▶ Your objective:
The required result is the number of lines below that hold the word "watch", stated without anything else.

▶ Spatial localization data:

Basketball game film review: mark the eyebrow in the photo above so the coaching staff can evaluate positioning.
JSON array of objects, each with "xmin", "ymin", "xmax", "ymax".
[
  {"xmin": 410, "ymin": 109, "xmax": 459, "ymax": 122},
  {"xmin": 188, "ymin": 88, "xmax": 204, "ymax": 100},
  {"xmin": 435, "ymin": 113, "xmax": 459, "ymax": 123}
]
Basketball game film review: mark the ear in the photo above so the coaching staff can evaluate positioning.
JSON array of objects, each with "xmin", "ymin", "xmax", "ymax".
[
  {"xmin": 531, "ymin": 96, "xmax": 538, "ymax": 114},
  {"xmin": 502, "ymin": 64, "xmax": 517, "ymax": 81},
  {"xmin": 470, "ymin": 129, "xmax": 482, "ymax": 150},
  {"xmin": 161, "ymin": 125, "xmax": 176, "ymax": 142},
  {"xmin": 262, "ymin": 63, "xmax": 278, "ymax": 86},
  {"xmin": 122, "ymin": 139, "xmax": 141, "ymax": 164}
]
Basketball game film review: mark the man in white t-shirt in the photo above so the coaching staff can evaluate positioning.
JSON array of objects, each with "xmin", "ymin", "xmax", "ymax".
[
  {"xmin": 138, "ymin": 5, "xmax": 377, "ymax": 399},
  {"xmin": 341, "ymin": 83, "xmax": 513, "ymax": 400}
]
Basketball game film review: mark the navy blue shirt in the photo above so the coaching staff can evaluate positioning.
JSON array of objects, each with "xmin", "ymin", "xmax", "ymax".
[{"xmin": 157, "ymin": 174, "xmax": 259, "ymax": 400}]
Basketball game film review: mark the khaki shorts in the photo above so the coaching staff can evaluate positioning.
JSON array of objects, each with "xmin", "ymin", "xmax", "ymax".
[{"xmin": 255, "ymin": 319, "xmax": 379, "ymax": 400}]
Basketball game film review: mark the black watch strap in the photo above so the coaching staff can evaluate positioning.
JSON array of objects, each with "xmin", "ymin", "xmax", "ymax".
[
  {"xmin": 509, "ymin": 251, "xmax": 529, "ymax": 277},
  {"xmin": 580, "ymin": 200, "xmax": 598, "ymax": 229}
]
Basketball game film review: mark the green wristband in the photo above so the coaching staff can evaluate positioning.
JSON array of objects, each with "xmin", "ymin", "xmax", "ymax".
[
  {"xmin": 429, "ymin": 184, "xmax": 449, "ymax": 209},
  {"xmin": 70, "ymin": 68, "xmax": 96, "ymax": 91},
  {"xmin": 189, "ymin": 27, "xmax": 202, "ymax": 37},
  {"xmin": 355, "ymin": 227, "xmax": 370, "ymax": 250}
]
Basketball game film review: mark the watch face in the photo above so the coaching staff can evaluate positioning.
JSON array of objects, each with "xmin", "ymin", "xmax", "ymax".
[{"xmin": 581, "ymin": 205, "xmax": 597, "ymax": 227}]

▶ Response to this exercise:
2